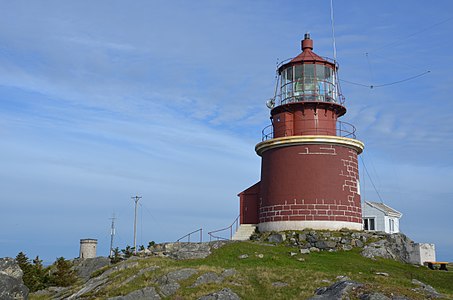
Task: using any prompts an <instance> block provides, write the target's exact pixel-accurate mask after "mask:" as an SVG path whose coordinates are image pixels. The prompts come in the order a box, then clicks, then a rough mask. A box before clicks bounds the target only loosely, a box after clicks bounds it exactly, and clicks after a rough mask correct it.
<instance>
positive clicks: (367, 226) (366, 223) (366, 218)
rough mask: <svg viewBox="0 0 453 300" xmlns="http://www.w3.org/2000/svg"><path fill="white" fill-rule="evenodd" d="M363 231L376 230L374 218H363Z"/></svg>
mask: <svg viewBox="0 0 453 300" xmlns="http://www.w3.org/2000/svg"><path fill="white" fill-rule="evenodd" d="M363 229H364V230H376V227H375V222H374V218H363Z"/></svg>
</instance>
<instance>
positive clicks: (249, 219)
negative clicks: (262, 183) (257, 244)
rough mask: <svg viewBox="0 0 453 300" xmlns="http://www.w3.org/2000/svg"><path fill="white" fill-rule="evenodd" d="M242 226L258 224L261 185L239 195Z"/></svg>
mask: <svg viewBox="0 0 453 300" xmlns="http://www.w3.org/2000/svg"><path fill="white" fill-rule="evenodd" d="M238 196H239V203H240V218H239V222H240V223H241V224H258V222H259V217H258V213H259V197H260V183H259V182H258V183H255V184H254V185H252V186H251V187H249V188H248V189H246V190H245V191H243V192H241V193H239V195H238Z"/></svg>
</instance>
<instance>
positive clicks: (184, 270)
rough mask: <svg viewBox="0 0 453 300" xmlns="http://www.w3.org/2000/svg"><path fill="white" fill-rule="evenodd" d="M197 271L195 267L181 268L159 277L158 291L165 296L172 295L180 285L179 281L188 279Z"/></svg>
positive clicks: (173, 293)
mask: <svg viewBox="0 0 453 300" xmlns="http://www.w3.org/2000/svg"><path fill="white" fill-rule="evenodd" d="M197 272H198V271H197V270H195V269H181V270H176V271H173V272H170V273H168V274H166V275H164V276H162V277H160V278H159V279H157V283H158V284H159V291H160V293H161V294H162V295H163V296H165V297H168V296H171V295H173V294H174V293H176V291H177V290H178V289H179V288H180V287H181V286H180V285H179V283H178V282H179V281H181V280H185V279H188V278H189V277H191V276H192V275H195V274H196V273H197Z"/></svg>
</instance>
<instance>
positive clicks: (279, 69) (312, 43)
mask: <svg viewBox="0 0 453 300" xmlns="http://www.w3.org/2000/svg"><path fill="white" fill-rule="evenodd" d="M312 50H313V40H312V39H310V34H308V33H306V34H305V38H304V39H303V40H302V53H300V54H299V55H298V56H296V57H294V58H293V59H291V60H290V61H289V62H287V63H285V64H283V65H281V66H280V67H279V68H278V71H279V72H281V71H282V70H283V69H286V68H287V67H289V66H292V65H296V64H303V63H314V64H325V65H330V66H332V68H333V69H335V63H333V62H331V61H328V60H326V59H325V58H322V57H321V56H319V55H318V54H316V53H314V52H313V51H312Z"/></svg>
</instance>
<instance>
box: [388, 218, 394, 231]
mask: <svg viewBox="0 0 453 300" xmlns="http://www.w3.org/2000/svg"><path fill="white" fill-rule="evenodd" d="M389 230H390V232H394V231H395V220H393V219H389Z"/></svg>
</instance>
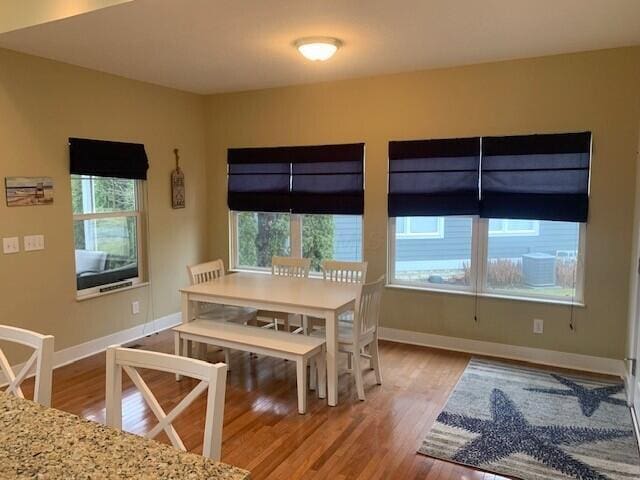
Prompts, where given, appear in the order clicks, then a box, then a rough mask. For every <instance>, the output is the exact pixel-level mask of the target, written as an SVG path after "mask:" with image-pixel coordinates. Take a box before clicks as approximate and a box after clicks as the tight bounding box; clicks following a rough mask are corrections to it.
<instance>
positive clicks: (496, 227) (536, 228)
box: [489, 218, 540, 237]
mask: <svg viewBox="0 0 640 480" xmlns="http://www.w3.org/2000/svg"><path fill="white" fill-rule="evenodd" d="M539 234H540V222H539V221H538V220H509V219H506V218H495V219H492V220H490V221H489V236H490V237H500V236H509V237H512V236H516V235H522V236H527V235H539Z"/></svg>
▬▬▬
In the entries above, the lines between the one holding "positive clicks: (249, 219)" and the one holding "negative clicks: (262, 183) (257, 244)", inclusive, are to be printed exactly as written, and those alone.

**ANSWER BELOW**:
positive clicks: (249, 219)
negative clicks: (262, 183) (257, 244)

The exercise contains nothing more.